Written request A
According to the biography of Rafael Anton Irisarri, what was his debut release?

Start Text block

Originally based in Seattle, Rafael Anton Irisarri is an American artist who composes ambient, drone, and post-minimalist music. His recordings heavily utilize field recordings, bowed guitars, strings, and electronics, creating dense clouds of blurry, hypnotic sound that often have a mournful, elegiac quality. He has performed concerts in collaboration with numerous experimental, electronic, and indie musicians, including Fennesz, Greg Davis, Grouper, and Lawrence English. Since 2007, Irisarri has co-curated numerous experimental music festivals and concerts, including Seattle’s Decibel Festival and Substrata, as well as events related to the Ghostly International label. He has created live visuals for Lusine, Solvent, Simon Scott, and several other artists. He also records shoegaze-influenced ambient techno as the Sight Below, and collaborates with dream pop singer/songwriter Benoît Pioulard under the name Orcas. His solo discography includes releases on Room40 (such as 2013′s The Unintentional Sea), Umor Rex (2017′s The Shameless Years LP and several cassette), and Dais Records (2020′s Peripeteia).
Irisarri’s debut release was the full-length Daydreaming, issued by Miasmah in 2007, a haunting album of slow-moving, atmospheric piano works reminiscent of composers such as Harold Budd. The following year saw the release of the Sight Below’s No Place for Us EP and Glider full-length, although the project’s identity was kept anonymous at the time. Its synthesizer-free combination of steady, minimal techno beats and atmospheric guitars struck a chord with listeners, receiving critical acclaim as well as attention from Radiohead’s Thom Yorke, and the Sight Below performed at several music festivals throughout Europe and North America, in addition to touring with Ghostly labelmate Lusine. The Sight Below toured with Slowdive’s Simon Scott in 2009, and released the Murmur EP (including remixes by Scott as well as Biosphere and Eluvium). The year 2009 also saw the release of Irisarri’s “Hopes and Past Desires” 7″ single on the Immune label.

End Text block

Written request B
Edit the listing lines from the line with "Agricultural drone survey: scan the aerial photo for long" up to and including the line with "269, 149, 393, 408" so that "beige" becomes "tan", with everything else unchanged. Return only those lines, and omit the pictures.

Start Information shown

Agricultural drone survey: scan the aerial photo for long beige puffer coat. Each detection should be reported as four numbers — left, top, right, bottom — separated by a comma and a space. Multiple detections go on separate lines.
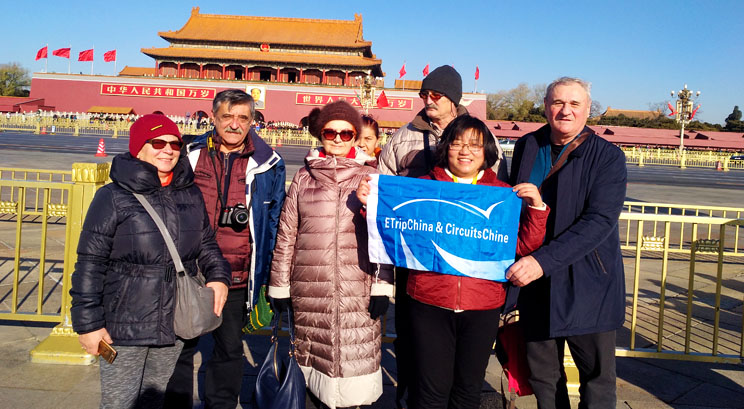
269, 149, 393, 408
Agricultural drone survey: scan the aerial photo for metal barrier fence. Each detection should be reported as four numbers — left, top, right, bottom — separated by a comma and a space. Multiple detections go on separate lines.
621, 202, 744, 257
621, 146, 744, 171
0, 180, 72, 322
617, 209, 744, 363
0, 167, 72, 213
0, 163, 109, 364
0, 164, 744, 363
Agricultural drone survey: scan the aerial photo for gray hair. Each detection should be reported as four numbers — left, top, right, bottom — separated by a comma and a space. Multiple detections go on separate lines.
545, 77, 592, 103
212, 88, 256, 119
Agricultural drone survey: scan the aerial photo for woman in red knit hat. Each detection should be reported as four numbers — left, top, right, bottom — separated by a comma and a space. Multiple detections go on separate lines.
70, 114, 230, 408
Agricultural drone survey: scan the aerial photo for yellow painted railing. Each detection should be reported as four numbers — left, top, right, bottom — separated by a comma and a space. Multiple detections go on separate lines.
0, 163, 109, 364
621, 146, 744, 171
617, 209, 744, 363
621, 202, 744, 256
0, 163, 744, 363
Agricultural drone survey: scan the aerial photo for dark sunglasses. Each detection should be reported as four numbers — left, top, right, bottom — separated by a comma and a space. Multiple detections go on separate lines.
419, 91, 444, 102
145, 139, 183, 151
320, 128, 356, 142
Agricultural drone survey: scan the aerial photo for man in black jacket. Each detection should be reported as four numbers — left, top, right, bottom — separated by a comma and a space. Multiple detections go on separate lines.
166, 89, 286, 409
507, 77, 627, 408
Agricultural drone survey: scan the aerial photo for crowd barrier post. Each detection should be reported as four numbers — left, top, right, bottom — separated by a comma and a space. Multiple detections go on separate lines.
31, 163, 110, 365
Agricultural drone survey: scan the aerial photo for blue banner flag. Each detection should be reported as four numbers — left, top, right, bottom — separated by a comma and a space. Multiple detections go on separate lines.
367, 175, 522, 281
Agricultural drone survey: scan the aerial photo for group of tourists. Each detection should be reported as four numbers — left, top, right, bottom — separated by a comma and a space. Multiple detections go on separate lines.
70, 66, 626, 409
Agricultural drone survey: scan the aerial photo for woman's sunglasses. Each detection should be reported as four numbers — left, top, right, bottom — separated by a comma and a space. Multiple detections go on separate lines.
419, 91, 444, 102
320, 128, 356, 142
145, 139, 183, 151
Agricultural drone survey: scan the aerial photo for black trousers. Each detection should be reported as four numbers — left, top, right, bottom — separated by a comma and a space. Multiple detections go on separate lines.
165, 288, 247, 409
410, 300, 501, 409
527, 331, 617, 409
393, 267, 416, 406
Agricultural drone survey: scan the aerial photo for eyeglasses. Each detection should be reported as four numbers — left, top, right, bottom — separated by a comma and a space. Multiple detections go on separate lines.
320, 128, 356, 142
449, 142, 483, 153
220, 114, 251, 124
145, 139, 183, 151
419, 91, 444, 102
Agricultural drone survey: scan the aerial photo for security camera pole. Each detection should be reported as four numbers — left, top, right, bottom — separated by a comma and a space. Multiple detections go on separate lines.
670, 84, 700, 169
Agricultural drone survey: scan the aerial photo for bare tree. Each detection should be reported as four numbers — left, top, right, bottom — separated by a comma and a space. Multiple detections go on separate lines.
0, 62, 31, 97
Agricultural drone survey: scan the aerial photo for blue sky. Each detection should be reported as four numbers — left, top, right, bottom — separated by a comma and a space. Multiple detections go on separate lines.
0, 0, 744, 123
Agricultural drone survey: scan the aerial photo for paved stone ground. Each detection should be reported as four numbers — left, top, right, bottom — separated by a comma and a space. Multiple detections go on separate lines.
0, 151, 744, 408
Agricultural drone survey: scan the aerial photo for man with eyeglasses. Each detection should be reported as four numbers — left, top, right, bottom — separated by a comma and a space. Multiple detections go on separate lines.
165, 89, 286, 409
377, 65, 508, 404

End Information shown
Start Information shown

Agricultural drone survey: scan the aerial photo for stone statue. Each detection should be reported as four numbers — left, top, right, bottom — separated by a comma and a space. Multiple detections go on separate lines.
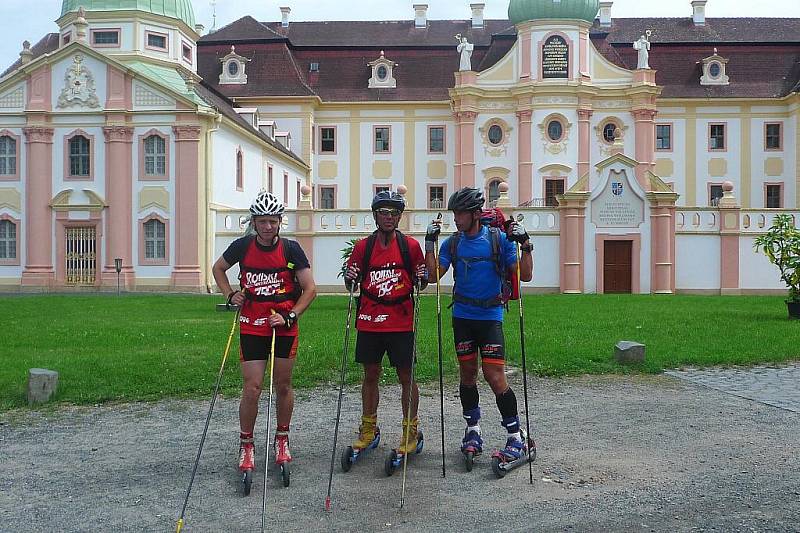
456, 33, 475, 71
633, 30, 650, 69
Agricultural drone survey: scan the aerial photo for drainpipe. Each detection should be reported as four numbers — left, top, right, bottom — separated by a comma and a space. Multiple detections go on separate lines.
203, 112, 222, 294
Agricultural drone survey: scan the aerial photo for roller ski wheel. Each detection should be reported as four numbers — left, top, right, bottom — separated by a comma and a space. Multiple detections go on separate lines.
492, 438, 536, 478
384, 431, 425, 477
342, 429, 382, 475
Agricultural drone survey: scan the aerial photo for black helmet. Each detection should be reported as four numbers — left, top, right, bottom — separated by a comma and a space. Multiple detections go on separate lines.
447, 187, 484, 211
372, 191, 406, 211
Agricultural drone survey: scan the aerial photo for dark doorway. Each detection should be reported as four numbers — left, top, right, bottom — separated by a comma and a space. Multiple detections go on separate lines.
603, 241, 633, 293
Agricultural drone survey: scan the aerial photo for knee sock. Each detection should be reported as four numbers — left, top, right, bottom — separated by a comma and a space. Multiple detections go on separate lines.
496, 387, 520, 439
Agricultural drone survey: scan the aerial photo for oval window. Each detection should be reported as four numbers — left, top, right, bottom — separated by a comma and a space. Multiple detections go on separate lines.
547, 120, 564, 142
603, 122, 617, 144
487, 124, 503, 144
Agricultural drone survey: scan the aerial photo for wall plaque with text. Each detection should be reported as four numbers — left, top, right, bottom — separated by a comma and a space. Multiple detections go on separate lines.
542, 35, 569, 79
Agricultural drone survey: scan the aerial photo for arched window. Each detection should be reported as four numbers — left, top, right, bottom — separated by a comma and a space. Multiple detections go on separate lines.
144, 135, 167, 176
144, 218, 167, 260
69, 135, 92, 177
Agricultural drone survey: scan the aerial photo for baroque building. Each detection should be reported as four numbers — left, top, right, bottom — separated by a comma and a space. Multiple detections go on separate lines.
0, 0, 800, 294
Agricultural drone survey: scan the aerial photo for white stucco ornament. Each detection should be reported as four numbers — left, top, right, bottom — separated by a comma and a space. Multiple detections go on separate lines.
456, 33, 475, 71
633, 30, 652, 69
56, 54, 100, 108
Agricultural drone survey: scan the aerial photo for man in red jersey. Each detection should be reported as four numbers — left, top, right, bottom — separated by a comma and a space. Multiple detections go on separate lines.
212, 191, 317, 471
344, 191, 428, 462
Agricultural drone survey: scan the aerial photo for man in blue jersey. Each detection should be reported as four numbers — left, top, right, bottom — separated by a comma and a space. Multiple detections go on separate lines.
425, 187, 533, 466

End Information shown

Exercise answer A
His debut release was the full-length Daydreaming, issued by Miasmah in 2007.

Exercise answer B
Agricultural drone survey: scan the aerial photo for long tan puffer coat. Each detection should be reported as four numbers — left, top, right, bottom — separated by a comma and a space. Multiple detections go on separate lines.
269, 149, 393, 408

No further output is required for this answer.